DIRECTION: In the blog post "My Looty!", what did the writer read online at night after the shopping trip, and for what purpose?

TEXT EXCERPT:
===
# My Looty!



## Reluctanine (May 11, 2014)

Alright! Fine! I admit it! I sometimes do enjoy going out. Ahahaha. Especially when it's one-on-one and we're not rushing around all over the place with a set plan in mind and being forced to follow it. Of course, I would always rather chill out at home, but when I go out with a purpose to get something and I actually do it, it makes me feel very happy! ESPECIALLY when it's something I so desperately need to accomplish one of my dearly held goals.

TADAHHHHH!!!!!!!










I got all this yesterday!!! Wow, it's the first time I actually got something and my mum didn't. Not that we didn't try, we actually went to quite a few clothing and accessory shops to look for clothes and hairbands for her, but there were no sales on or they designs just weren't satisfactory. And yes, we were both so tired, she just collapsed in bed at night, but I went online to read articles and stuff to further my grounding in MBTI. I felt a bit guilty for making @Leo Argent wait while I was trying to gather more information and make myself more confident before spouting all the stuff in my head out.

SO ANYWAY. MY LOOT.
===
SUPPLIED DATA:
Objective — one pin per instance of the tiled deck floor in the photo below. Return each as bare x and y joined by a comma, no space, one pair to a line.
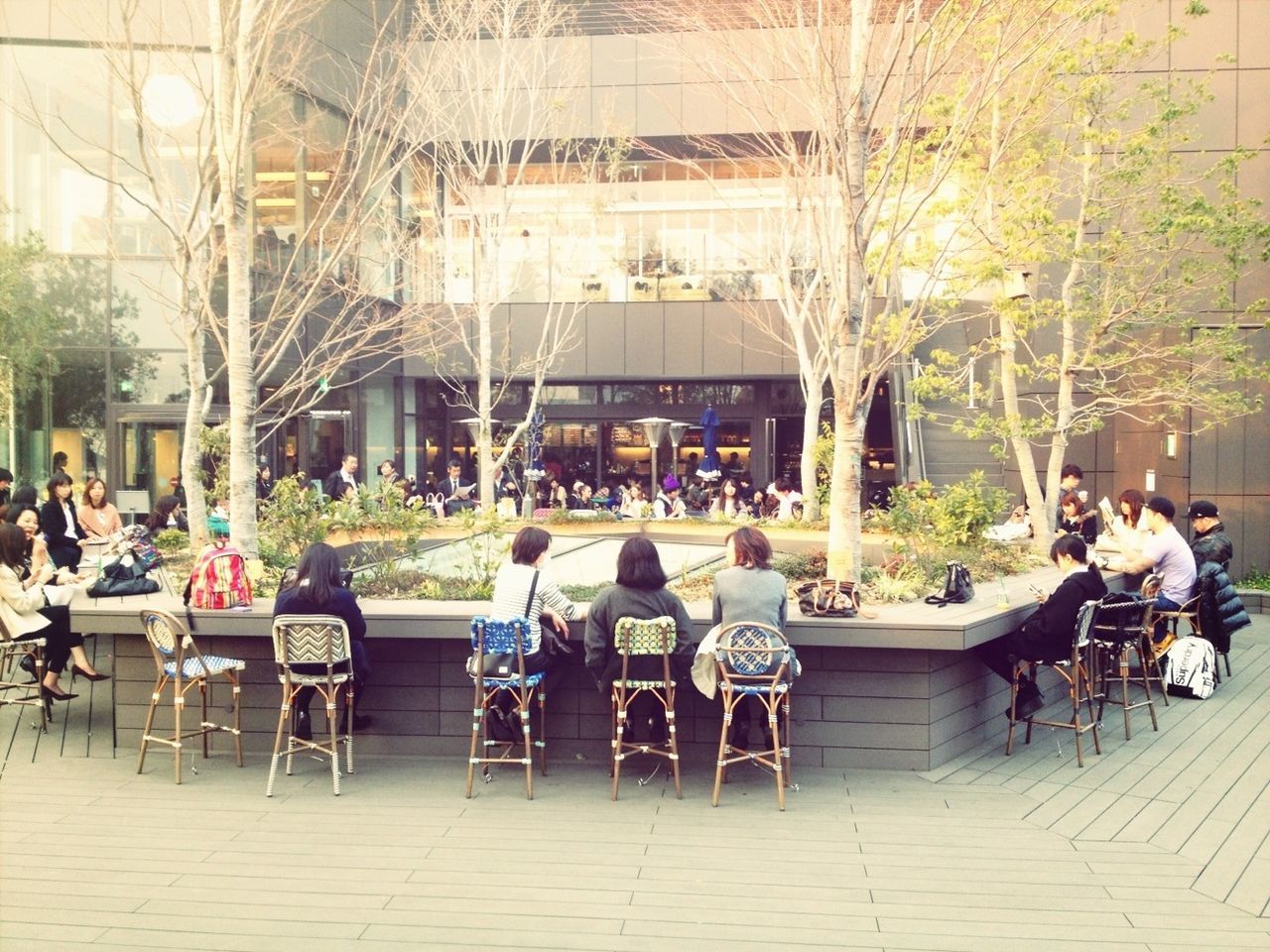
1159,844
===
RESULT FOR THIS EXERCISE: Articles, to further the writer's grounding in MBTI.